(EXTRACTED DATA Opens)

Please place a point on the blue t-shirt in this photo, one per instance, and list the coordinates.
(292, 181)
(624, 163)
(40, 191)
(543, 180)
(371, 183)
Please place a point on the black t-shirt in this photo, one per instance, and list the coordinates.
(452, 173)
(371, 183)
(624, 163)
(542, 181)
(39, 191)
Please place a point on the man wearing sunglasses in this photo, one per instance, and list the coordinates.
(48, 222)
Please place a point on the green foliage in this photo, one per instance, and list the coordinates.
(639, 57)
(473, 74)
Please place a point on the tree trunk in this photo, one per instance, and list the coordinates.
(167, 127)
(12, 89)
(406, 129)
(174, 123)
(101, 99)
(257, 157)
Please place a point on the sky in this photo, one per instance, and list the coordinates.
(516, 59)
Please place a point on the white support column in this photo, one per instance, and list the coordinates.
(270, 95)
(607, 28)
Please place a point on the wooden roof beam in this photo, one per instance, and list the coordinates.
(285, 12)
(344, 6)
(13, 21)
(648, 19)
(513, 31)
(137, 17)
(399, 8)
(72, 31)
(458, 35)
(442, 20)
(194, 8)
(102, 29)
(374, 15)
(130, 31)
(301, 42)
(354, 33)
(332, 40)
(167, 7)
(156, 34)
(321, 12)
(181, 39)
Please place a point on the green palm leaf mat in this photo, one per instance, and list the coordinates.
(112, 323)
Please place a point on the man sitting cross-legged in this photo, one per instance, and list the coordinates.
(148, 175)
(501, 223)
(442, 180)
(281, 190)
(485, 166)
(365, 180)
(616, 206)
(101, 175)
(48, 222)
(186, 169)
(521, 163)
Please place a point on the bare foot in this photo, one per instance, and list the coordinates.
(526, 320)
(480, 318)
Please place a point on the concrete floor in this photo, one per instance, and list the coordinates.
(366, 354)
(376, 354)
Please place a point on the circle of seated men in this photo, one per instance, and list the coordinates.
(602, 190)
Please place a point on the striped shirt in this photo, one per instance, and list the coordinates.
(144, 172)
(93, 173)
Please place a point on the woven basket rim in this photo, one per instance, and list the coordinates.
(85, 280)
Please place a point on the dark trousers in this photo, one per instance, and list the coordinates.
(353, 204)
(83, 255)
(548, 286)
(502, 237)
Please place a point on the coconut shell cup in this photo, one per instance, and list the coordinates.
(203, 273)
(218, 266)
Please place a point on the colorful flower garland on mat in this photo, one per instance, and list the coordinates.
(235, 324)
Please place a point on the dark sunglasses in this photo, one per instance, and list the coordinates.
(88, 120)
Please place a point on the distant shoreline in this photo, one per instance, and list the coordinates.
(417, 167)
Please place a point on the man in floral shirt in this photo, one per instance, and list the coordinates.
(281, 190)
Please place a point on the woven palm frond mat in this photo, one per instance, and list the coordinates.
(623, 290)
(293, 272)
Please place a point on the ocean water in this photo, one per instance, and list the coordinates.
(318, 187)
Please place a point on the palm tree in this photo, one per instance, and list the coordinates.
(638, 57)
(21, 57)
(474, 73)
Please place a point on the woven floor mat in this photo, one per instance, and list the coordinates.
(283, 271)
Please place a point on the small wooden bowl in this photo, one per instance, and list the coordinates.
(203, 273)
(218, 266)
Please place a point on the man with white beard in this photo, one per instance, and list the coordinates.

(EXTRACTED DATA Closes)

## EXERCISE PROMPT
Please make your reply exactly the lines from the one containing "Please place a point on the man in" through the end of the entries above, and nothing more.

## OUTPUT OF THE TASK
Please place a point on the man in floral shirt in this photo, one per instance, and list the coordinates.
(281, 190)
Please place a point on the woven palm frond mat in this photo, one per instance, and list the coordinates.
(623, 290)
(293, 272)
Please place a point on the ocean water in this photo, one per instance, and list the coordinates.
(318, 187)
Please place a point on the palm tree in this photo, one per instance, and list the coordinates.
(638, 57)
(21, 57)
(474, 73)
Please place a point on the woven floor mat in this photo, one per instance, and list the coordinates.
(283, 271)
Please place a point on the small wooden bowl in this photo, one per instance, and list the coordinates.
(203, 273)
(218, 266)
Please place a point on the man with white beard in this photo, one per instance, and list the coordinates.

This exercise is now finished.